TO BE DONE
Could you reproduce every one of the lines below word for word, leaving out the pictures?
--- MATERIAL FOR THE TASK ---
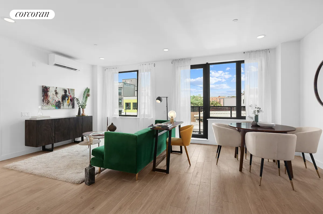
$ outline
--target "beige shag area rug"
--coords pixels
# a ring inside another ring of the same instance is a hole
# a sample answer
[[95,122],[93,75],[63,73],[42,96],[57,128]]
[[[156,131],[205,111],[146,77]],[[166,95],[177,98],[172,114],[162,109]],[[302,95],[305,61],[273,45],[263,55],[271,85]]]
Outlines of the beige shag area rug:
[[[100,145],[102,146],[104,141],[103,139],[101,140]],[[91,150],[97,147],[97,144],[91,145]],[[54,151],[3,167],[69,183],[80,183],[84,181],[84,169],[89,166],[89,155],[87,146],[76,144],[56,151],[54,148]],[[95,167],[95,174],[98,173],[99,167]]]

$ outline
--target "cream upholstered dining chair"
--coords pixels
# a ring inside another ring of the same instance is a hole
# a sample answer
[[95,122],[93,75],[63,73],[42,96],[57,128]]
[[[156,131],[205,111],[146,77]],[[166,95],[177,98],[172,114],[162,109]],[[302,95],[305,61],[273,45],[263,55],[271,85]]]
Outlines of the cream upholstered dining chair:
---
SOLUTION
$ outline
--target "beige shag area rug"
--coords pixels
# a ring inside another ring of the same instance is a hole
# a sample answer
[[95,122],[93,75],[63,73],[42,96],[57,128]]
[[[156,131],[205,111],[146,77]],[[166,95],[177,98],[172,114],[162,109]],[[302,95],[305,61],[273,45],[263,55],[271,85]]]
Outlines of the beige shag area rug:
[[[100,145],[102,146],[104,141],[103,139],[101,140]],[[91,150],[97,147],[97,144],[91,145]],[[54,151],[3,167],[69,183],[80,183],[84,181],[84,169],[89,166],[89,155],[87,146],[76,144],[56,151],[54,148]],[[95,167],[95,174],[98,173],[99,167]]]

$ outline
--target "cream upholstered dining chair"
--coords pixels
# a ring inside another ring of the same instance is a hole
# a sample answer
[[95,122],[93,75],[63,73],[42,96],[57,128]]
[[[156,131],[205,111],[146,77]],[[166,95],[177,98],[172,114],[162,109]],[[302,95],[305,61],[273,45],[263,55],[271,85]]]
Outlines of the cream upholstered dining chair:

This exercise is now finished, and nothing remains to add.